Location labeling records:
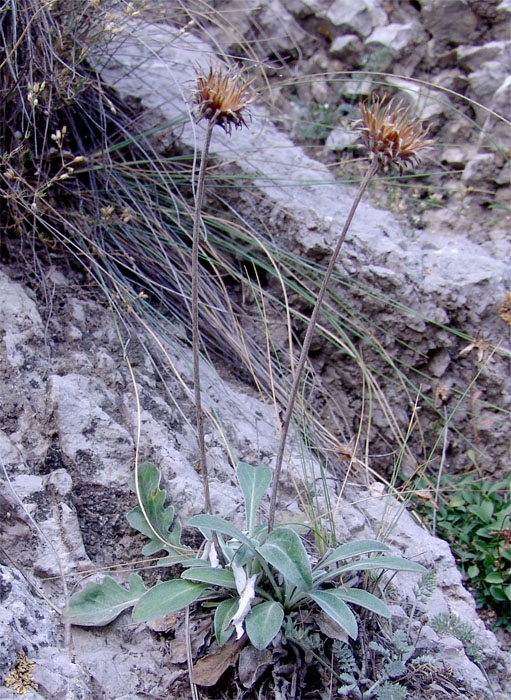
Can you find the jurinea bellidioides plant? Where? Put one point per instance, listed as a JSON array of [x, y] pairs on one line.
[[222, 98], [258, 579], [391, 138]]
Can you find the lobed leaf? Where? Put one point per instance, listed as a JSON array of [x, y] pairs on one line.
[[160, 517], [332, 603], [214, 577], [284, 550], [353, 549], [223, 616], [213, 522], [166, 597], [100, 603], [263, 623]]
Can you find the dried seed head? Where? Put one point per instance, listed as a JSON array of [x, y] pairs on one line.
[[222, 96], [390, 134]]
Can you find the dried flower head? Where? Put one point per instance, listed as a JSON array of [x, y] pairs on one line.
[[390, 134], [222, 97]]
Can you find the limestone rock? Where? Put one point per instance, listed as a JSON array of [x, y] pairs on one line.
[[356, 18], [347, 47], [449, 21]]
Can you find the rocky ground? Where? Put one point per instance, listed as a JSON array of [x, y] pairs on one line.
[[67, 436]]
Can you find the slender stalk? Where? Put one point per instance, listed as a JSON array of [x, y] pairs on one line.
[[308, 339], [199, 416]]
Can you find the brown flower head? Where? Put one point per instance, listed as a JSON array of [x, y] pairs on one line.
[[222, 96], [390, 134]]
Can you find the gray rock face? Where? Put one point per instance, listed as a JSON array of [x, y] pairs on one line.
[[26, 622], [125, 661], [414, 265], [356, 18], [449, 21]]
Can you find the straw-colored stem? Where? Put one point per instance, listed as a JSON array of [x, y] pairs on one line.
[[308, 339], [199, 416]]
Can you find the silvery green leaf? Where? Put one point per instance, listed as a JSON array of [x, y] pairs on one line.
[[100, 603], [223, 619], [284, 550], [389, 563], [166, 597], [213, 522], [263, 623], [365, 599], [162, 532], [353, 549], [254, 482], [244, 605], [335, 607]]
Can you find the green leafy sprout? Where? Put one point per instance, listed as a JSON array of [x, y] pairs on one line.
[[476, 521], [256, 582]]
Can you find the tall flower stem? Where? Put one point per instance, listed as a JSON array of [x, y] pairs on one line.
[[199, 415], [308, 339]]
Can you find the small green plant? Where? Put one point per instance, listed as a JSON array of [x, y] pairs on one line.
[[451, 624], [393, 657], [476, 521], [257, 581]]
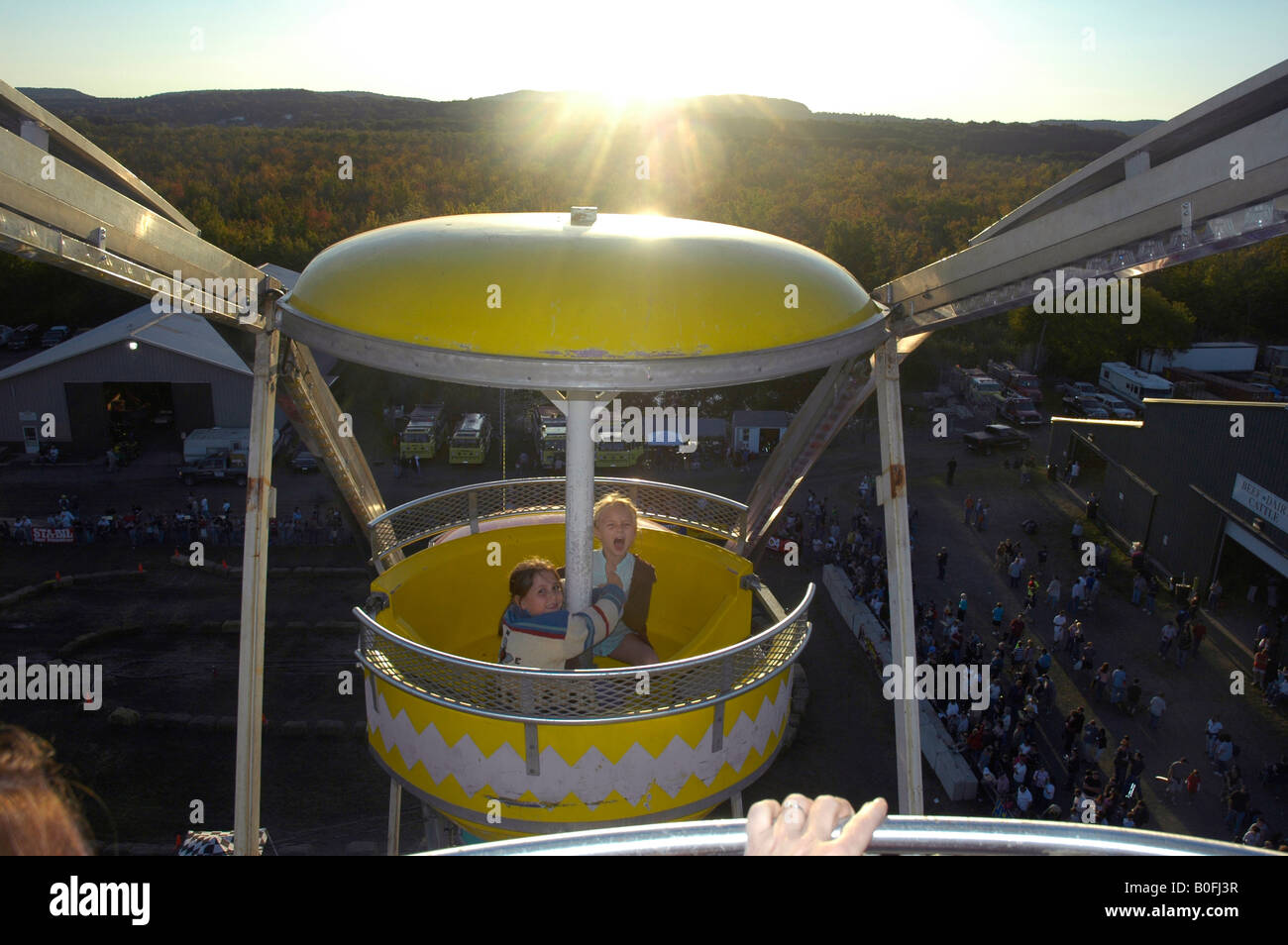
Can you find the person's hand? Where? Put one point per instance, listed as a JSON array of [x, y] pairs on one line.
[[800, 827], [612, 572]]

→ What you are asked to do
Reproduce all of the material above verbatim, omitting the pictures.

→ Written answer
Can you find the jurinea bellidioides plant? Where? Put one point per instance, listed as a JSON array of [x, y] pairs on one line.
[[222, 98], [258, 579], [391, 138]]
Can you find the lobed leaf? Where? Put one point per instance, listed as a JSON array of [x, y] pairs on one line.
[[160, 517], [332, 603], [214, 577], [284, 550], [353, 549], [223, 616], [213, 522], [166, 597], [100, 603], [263, 623]]
Can you find the dried seed head? Where? Put one point per instance, listed as a JSON array of [x, y] pairs on one line.
[[222, 96], [390, 134]]
Can you find the dried flower head? Where? Put one point per instance, listed as a JSON array of [x, y] pairs on one line.
[[390, 134], [222, 97]]
Can you find the limestone rock? Where? Put one point per instance, listed as a JSON array of [x, y] pairs on one line.
[[356, 18], [347, 47], [449, 21]]
Can you find the rocky ground? Where? Put one point per instance, listed as a JSON array of [x, y] pairs on one line.
[[67, 436]]
Can you find the slender stalk? Where? Put one point per instance, listed as a JSON array of [x, y] pairs on one line.
[[308, 339], [199, 416]]
Can you find the brown flower head? Where? Put one point per instance, listed as a JSON array of [x, y] pairs on one line.
[[222, 96], [390, 134]]
Can you find the gray rock face? Where? Put one point per instance, listed as a JSON array of [x, y] pairs on one line.
[[26, 622], [125, 661], [414, 265], [356, 18], [449, 21]]
Can you find the straw-colored stem? Where? Put one point per instance, listed as a JSON array of [x, y] pairs on one line.
[[308, 339], [199, 416]]
Can you find the silvery green leaf? Where? Put one point per instance, listed as a JSON array of [x, y] pairs on one line.
[[100, 603], [223, 619], [284, 550], [389, 563], [166, 597], [213, 522], [263, 623], [365, 599], [162, 532], [353, 549], [254, 482], [244, 605], [335, 607]]
Can you find the green leafy sprout? Where? Put one point per instance, listed as a JSON array of [x, y] pairs on one line.
[[476, 521], [256, 582]]
Can you find the tall flower stem? Where? Put one point per instance, listed as a JSON array of [x, y] pairs on one line.
[[199, 415], [308, 339]]
Can you find the small green plant? Where? Put one point per instance, listed as a JSON array of [x, y] pairs on one line.
[[451, 624], [393, 657], [476, 521], [257, 581]]
Can you find the person's hand? Where? Put one point per instance, listed as a JSON array of [x, y] pairs on one line.
[[800, 827], [612, 572]]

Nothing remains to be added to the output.